WHAT IS NEEDED:
Give back exactly the lines from the one containing "One point per instance of the group" through the end of the records, including both, and no others.

*** Opening THE DATA ***

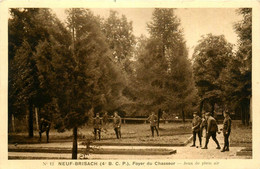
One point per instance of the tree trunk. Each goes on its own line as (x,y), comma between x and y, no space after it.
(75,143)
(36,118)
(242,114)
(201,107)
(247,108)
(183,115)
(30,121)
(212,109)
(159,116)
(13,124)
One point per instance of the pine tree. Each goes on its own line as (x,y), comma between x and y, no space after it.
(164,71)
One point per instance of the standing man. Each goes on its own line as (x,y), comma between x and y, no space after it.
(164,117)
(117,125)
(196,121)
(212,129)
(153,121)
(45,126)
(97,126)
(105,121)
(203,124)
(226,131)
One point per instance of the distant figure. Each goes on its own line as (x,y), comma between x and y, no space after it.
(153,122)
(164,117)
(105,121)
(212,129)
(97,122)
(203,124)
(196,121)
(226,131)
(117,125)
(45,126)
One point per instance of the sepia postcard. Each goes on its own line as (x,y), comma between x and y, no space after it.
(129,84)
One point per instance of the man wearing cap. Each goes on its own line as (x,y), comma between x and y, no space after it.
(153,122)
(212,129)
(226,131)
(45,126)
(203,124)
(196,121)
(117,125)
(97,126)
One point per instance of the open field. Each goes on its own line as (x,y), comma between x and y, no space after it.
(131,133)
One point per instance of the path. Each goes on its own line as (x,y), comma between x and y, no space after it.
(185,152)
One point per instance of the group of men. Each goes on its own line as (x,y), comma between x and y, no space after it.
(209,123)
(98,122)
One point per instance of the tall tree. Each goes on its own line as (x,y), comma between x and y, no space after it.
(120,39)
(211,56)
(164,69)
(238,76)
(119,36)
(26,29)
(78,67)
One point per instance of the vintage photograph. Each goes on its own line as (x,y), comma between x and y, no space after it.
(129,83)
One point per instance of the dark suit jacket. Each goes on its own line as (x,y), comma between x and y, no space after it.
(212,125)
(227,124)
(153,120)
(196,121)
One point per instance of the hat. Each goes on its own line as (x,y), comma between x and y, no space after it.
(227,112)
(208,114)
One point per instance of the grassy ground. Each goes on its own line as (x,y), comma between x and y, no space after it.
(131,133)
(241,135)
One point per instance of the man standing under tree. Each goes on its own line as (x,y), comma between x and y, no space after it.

*** Closing THE DATA ***

SOLUTION TO THE EXERCISE:
One point per instance of the group of men. Each goes on its own line as (x,y), comma between x and y, no space after it.
(209,123)
(98,122)
One point per instance of the tall tree. Each goes on its own line as (x,y), comma between x and y, no space after it.
(120,39)
(211,56)
(164,69)
(238,76)
(119,36)
(26,29)
(78,67)
One point per instance of the vintage photograph. Each goes on its own line as (x,y), comma between x and y, no space after it.
(129,83)
One point per instance of the dark suit jacket. Each goes on its own line as (x,y), comma between x and y, no space after it.
(212,125)
(227,124)
(153,120)
(196,121)
One point per instance of the hat. Each goes on its own line as (x,y), comma between x and y, no space after it.
(227,112)
(208,114)
One point per instance of the grassy ground. Each goes on its own line as (x,y), comma between x and y, no space after it.
(131,133)
(241,135)
One point per instance of the man standing under tree. Each goes on its own line as (x,y), comma between x and y, no space after it.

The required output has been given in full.